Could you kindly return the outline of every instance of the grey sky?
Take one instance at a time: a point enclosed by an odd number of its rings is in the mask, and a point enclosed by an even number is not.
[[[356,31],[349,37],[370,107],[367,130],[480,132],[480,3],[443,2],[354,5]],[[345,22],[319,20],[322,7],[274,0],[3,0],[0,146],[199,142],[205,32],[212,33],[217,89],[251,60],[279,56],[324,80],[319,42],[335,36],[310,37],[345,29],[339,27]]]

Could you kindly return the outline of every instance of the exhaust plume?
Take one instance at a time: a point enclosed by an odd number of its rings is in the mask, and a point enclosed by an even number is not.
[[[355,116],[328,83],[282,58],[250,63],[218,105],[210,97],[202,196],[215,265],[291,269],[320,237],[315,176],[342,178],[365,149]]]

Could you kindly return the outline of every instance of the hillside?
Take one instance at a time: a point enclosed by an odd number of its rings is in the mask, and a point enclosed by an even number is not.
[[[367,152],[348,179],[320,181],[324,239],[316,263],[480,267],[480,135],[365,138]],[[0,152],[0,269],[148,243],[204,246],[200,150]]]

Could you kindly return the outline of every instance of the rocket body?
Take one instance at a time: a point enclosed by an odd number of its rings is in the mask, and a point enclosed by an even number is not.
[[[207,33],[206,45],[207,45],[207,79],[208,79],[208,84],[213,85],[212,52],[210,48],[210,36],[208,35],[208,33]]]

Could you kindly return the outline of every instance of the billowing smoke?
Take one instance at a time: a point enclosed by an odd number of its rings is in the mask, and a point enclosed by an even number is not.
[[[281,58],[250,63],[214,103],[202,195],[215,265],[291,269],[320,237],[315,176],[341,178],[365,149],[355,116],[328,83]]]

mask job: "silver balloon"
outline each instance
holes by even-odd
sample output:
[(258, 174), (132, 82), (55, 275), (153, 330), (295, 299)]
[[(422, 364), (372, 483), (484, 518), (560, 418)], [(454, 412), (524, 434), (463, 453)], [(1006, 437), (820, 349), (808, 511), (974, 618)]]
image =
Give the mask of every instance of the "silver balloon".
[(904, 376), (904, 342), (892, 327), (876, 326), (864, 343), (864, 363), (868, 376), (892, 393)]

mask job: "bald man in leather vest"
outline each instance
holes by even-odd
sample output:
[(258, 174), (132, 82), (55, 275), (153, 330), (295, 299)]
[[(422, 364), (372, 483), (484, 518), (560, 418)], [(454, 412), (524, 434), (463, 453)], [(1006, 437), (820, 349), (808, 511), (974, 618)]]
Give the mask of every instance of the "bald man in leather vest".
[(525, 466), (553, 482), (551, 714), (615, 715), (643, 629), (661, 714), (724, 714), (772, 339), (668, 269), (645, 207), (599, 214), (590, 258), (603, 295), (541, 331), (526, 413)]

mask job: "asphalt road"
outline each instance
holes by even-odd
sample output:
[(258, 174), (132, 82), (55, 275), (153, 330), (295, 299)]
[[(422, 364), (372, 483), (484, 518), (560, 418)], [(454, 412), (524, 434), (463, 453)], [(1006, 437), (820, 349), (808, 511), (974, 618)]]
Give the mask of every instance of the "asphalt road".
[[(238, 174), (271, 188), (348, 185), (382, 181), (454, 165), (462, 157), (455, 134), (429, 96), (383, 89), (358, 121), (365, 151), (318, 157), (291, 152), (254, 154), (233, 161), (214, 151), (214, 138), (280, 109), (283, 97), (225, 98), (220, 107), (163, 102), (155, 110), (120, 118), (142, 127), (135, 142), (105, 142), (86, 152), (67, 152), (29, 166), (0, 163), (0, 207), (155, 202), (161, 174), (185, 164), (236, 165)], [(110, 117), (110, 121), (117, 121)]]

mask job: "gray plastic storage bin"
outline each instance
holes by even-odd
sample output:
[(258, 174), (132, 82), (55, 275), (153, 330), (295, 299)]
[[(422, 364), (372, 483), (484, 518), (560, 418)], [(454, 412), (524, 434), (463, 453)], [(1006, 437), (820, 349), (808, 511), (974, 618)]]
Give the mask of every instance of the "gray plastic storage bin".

____

• **Problem**
Reproduce all of the data above, exactly and without omission.

• **Task solution**
Could you kindly return the outline of every instance of the grey sky?
Take one instance at a time: a point enclosed by an odd number of its rings is in the mask, and a point enclosed by an even number is not.
[[[356,31],[349,37],[370,107],[367,130],[480,132],[480,3],[443,2],[354,5]],[[345,22],[319,20],[322,7],[274,0],[3,0],[0,146],[199,142],[205,32],[212,33],[217,89],[251,60],[279,56],[324,80],[319,42],[335,36],[310,37],[345,29],[339,27]]]

Could you kindly return the outline of every instance of the exhaust plume?
Take one instance at a time: a point enclosed by an odd number of its rings is in the mask, and a point enclosed by an even number is not.
[[[355,116],[328,83],[282,58],[250,63],[218,105],[210,97],[202,196],[215,265],[291,269],[320,237],[315,176],[342,178],[365,149]]]

Could you kindly return the outline of every instance of the hillside?
Take one instance at a time: a point enclosed by an odd number of its rings is in the mask, and a point enclosed by an even number is not.
[[[367,152],[348,179],[320,181],[324,239],[316,263],[480,267],[480,135],[365,138]],[[0,152],[0,269],[148,243],[204,246],[200,150]]]

Could you kindly return the outline of every instance of the rocket body?
Take one instance at a time: a point enclosed by an odd number of its rings is in the mask, and a point enclosed by an even number is not.
[[[207,33],[206,45],[207,45],[207,79],[208,79],[208,84],[213,85],[212,52],[210,48],[210,36],[208,35],[208,33]]]

Could you kindly return the outline of every instance of the billowing smoke?
Take one instance at a time: a point enclosed by an odd number of its rings is in the mask, and a point enclosed by an even number is not.
[[[281,58],[250,63],[214,103],[202,195],[215,265],[291,269],[320,237],[315,176],[341,178],[365,149],[355,116],[328,83]]]

mask job: "silver balloon"
outline each instance
holes by even-odd
sample output:
[(258, 174), (132, 82), (55, 275), (153, 330), (295, 299)]
[[(422, 364), (372, 483), (484, 518), (560, 418)], [(454, 412), (524, 434), (463, 453)], [(1006, 437), (820, 349), (808, 511), (974, 618)]]
image =
Give the mask of every instance of the "silver balloon".
[(904, 376), (904, 342), (892, 327), (876, 326), (864, 343), (864, 363), (868, 376), (892, 393)]

mask job: "bald man in leather vest"
outline each instance
holes by even-odd
sample output:
[(258, 174), (132, 82), (55, 275), (153, 330), (295, 299)]
[[(422, 364), (372, 483), (484, 518), (560, 418)], [(454, 412), (524, 434), (463, 453)], [(1006, 437), (820, 349), (808, 511), (974, 618)]]
Give the mask of every instance of the "bald man in leather vest".
[(525, 466), (553, 482), (551, 714), (615, 715), (643, 629), (661, 714), (724, 714), (772, 339), (668, 269), (645, 207), (599, 214), (590, 258), (603, 295), (541, 331), (526, 413)]

mask job: "asphalt road"
outline each instance
holes by even-odd
sample output:
[(258, 174), (132, 82), (55, 275), (153, 330), (295, 299)]
[[(422, 364), (372, 483), (484, 518), (560, 418)], [(454, 412), (524, 434), (463, 453)], [(1006, 437), (820, 349), (808, 511), (974, 618)]]
Give the mask of every instance of the "asphalt road".
[[(238, 174), (271, 188), (348, 185), (382, 181), (454, 165), (462, 157), (455, 134), (429, 96), (383, 89), (358, 121), (365, 151), (318, 157), (291, 152), (254, 154), (233, 161), (214, 151), (214, 138), (280, 109), (283, 97), (225, 98), (220, 107), (163, 102), (155, 110), (120, 118), (142, 127), (135, 142), (105, 142), (86, 152), (67, 152), (29, 166), (0, 163), (0, 207), (155, 202), (161, 174), (185, 164), (236, 165)], [(110, 117), (110, 121), (117, 121)]]

mask job: "gray plastic storage bin"
outline each instance
holes by even-odd
sample output:
[(258, 174), (132, 82), (55, 275), (153, 330), (295, 299)]
[[(422, 364), (372, 483), (484, 518), (560, 418)], [(454, 412), (524, 434), (463, 453)], [(1006, 437), (820, 349), (808, 511), (974, 618)]]
Give the mask of every instance of the "gray plastic storage bin".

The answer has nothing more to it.